◆ 元の記事:
【bremboにしても変わらないじゃ、あ~りませんか】
こんにちは、オートバイのカッコ良さを追求するモトロックマンです。
今回はキャリパーとパッドの関係について。
先に結論を言いますが、
キャリパーがあってパッドがあるのではありません。パッドがあってキャリパーが出来るのです。
どういうことでしょうか?
では、説明いたします。
レース用 vs ストリート用
まずは、こちらをご覧ください👇
bremboのレース用とストリート用のパッドです。
どっちがどっちかわかりますか?
下がレース用なんです。
実はパッドの総面積でいったら上のストリートのほうが30%ほど大きいんです。
じゃあ、面積の大きいストリートのほうが効くのでしょうか?
それとも面圧が高いレース用でしょうか?そんな単純ではありません。
ストリートキャリパーのピストン径はφ34+30
レースキャリパーのピストン径はφ36+32
ピストンサイズが違うのでパッドにかかる力が違うわけです。
レースパッドが使えるφ34+30キャリパーはありません。
ストリートパッドが使えるφ36+32キャリパーもありません。

◆ やること: 元の記事によると、bremboのストリート用パッドはレース用と比べて、総面積がどのくらい大きいですか?

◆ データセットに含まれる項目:

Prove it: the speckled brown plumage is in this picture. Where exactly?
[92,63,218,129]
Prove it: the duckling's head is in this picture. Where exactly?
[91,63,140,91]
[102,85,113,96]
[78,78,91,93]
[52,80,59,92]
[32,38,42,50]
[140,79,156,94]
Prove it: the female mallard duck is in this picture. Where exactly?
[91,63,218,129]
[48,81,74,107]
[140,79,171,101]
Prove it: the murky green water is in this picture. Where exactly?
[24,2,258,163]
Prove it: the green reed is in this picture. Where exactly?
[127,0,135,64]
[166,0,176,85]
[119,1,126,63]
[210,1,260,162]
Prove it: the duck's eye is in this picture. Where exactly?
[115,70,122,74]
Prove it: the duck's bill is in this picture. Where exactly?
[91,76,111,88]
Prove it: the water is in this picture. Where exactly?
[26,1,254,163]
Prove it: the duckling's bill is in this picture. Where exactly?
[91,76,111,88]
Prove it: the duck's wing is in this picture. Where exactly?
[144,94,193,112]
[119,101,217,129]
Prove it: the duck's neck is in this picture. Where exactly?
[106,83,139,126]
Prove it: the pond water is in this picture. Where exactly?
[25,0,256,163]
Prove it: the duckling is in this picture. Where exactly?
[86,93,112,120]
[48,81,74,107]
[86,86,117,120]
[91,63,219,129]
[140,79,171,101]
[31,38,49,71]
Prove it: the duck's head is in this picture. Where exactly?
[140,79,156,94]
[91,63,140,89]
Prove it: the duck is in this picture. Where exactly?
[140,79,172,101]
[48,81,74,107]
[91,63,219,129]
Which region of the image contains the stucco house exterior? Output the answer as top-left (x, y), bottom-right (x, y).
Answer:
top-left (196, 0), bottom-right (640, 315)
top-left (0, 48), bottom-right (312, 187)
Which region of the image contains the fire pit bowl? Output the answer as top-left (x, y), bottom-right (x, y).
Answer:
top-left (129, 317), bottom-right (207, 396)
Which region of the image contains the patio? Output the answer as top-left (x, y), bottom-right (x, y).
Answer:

◆ 解答: 30%ほど大きいです。